> _Work required_
Render the lines of the entries below as a numbered list, from the line containing "Each instance of the bare" through the line containing "Each instance of the stream", inclusive, omitting any blank lines.

>> begin Supplied entries

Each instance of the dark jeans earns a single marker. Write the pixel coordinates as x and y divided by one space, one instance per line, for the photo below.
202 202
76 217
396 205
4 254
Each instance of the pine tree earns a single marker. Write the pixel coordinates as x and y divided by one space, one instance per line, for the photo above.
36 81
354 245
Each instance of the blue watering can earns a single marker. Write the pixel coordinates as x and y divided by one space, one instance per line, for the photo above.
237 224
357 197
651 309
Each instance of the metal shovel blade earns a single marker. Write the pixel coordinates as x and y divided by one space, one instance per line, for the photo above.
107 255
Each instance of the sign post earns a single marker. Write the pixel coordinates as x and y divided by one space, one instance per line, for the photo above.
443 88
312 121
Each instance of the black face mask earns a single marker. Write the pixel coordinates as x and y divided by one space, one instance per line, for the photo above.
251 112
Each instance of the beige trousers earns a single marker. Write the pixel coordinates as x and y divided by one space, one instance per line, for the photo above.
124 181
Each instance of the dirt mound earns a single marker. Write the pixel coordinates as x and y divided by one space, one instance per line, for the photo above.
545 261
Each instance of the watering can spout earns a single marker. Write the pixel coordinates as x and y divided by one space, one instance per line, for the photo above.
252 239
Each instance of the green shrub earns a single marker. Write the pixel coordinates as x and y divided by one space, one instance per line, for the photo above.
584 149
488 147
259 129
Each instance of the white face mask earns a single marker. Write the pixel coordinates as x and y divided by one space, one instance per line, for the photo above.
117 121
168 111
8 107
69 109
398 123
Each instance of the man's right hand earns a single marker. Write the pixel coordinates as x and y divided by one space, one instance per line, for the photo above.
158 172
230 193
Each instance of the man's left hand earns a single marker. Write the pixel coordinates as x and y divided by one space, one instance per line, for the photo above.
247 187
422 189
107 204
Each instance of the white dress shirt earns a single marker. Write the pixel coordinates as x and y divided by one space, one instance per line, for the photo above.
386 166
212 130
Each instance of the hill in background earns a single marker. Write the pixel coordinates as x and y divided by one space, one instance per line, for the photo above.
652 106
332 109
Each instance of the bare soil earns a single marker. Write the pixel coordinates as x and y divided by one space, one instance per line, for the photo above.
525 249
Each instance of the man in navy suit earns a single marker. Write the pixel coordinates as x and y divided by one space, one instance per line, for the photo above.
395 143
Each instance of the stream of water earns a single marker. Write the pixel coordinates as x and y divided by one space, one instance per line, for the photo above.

>> end Supplied entries
>> begin Supplied entries

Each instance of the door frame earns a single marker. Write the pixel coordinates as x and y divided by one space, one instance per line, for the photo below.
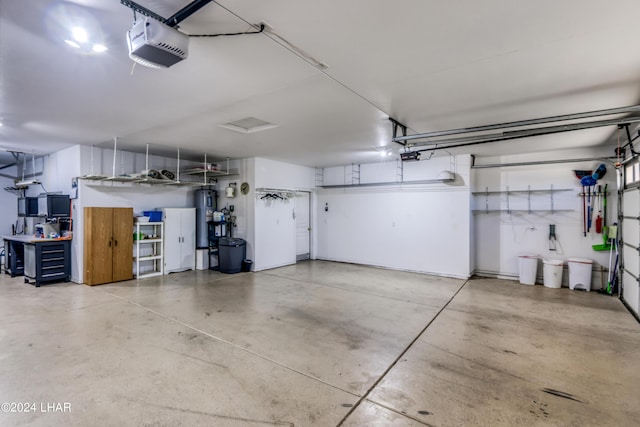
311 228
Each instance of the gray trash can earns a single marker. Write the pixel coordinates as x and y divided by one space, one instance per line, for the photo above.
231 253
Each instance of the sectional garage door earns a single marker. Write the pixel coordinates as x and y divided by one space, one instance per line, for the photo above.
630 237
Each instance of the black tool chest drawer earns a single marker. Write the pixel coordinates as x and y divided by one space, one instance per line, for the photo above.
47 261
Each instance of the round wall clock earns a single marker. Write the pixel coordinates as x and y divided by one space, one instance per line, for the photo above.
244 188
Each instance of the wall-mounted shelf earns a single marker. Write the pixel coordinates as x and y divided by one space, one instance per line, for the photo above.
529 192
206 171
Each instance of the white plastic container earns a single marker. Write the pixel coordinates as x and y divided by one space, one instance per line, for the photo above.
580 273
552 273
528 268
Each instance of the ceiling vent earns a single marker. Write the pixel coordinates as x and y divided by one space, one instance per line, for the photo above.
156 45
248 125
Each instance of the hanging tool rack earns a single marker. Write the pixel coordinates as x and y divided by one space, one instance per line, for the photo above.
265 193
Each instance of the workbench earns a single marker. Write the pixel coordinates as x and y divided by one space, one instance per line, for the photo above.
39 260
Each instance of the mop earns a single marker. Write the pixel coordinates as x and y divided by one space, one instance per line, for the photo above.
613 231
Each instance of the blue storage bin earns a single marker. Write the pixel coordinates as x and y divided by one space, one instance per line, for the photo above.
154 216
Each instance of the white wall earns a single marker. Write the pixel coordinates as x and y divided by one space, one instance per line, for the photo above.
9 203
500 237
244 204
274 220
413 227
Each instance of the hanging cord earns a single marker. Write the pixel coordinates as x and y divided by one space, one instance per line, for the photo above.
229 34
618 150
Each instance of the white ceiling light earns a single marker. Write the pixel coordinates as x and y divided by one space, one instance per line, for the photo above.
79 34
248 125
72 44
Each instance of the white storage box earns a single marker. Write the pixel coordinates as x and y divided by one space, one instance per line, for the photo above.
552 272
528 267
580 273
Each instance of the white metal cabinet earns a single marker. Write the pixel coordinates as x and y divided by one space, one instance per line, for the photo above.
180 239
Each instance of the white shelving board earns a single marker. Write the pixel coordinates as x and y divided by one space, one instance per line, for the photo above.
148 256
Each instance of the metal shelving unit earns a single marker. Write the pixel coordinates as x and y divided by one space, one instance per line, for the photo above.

>> end Supplied entries
>> begin Supplied entries

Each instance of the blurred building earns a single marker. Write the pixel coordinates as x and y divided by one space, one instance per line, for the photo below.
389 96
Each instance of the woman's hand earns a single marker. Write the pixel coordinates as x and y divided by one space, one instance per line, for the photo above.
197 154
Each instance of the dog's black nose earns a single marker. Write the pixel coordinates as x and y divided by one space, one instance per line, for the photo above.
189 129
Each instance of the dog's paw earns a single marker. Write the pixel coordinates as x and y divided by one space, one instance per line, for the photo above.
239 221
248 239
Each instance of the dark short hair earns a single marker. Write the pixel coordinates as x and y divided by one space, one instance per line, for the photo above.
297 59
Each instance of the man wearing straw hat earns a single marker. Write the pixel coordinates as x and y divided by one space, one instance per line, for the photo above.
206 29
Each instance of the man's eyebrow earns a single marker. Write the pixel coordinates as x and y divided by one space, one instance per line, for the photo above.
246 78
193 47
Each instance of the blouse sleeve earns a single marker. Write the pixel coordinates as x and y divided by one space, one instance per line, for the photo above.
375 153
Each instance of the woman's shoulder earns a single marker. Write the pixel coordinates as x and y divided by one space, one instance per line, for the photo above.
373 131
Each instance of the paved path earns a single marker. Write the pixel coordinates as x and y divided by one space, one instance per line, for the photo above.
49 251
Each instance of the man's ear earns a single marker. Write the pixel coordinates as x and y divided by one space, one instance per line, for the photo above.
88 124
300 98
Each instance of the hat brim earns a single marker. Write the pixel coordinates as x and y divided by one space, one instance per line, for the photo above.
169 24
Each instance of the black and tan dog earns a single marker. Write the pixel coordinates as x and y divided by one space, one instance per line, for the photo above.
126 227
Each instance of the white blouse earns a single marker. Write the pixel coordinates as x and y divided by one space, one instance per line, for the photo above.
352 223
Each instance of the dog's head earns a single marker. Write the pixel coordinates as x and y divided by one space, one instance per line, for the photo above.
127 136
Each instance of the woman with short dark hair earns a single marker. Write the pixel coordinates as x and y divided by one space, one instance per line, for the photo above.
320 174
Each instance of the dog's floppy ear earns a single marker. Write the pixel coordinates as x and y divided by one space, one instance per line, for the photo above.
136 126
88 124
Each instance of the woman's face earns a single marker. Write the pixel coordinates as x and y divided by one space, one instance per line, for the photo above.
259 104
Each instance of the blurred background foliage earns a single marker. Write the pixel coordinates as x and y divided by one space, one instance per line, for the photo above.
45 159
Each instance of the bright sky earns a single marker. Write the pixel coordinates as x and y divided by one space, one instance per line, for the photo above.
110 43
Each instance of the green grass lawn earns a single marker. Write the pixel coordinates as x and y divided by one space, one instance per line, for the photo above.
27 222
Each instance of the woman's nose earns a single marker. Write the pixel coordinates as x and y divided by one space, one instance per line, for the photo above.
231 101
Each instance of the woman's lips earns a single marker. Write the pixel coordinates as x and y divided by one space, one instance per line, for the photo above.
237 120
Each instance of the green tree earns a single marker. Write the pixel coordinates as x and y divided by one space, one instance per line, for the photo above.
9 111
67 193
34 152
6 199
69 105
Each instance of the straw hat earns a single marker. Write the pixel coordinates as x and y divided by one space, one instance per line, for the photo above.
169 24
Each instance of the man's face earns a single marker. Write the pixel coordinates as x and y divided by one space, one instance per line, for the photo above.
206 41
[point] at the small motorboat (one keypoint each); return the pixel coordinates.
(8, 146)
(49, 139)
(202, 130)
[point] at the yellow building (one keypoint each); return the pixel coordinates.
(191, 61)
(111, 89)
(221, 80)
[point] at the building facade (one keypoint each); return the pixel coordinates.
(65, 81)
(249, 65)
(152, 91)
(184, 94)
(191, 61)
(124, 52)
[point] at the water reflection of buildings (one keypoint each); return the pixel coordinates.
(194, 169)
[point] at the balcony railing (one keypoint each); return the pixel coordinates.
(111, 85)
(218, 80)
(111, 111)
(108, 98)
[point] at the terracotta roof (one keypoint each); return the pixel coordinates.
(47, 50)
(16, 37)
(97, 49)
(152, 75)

>> end Supplied entries

> _Worked answer_
1. Each instance of the bare soil earns a single marker. Write the pixel coordinates as x and y divided by one space, one instance per line, for the photo above.
2. 525 249
3. Each instance of the man in navy suit earns a single marker. Write the pixel coordinates as x and y divided by one space, one instance per line, for the photo above.
4. 395 143
5. Each instance of the stream of water earns a single marker. Write the pixel coordinates as x and y divided by one space, one instance per line, for the photo above.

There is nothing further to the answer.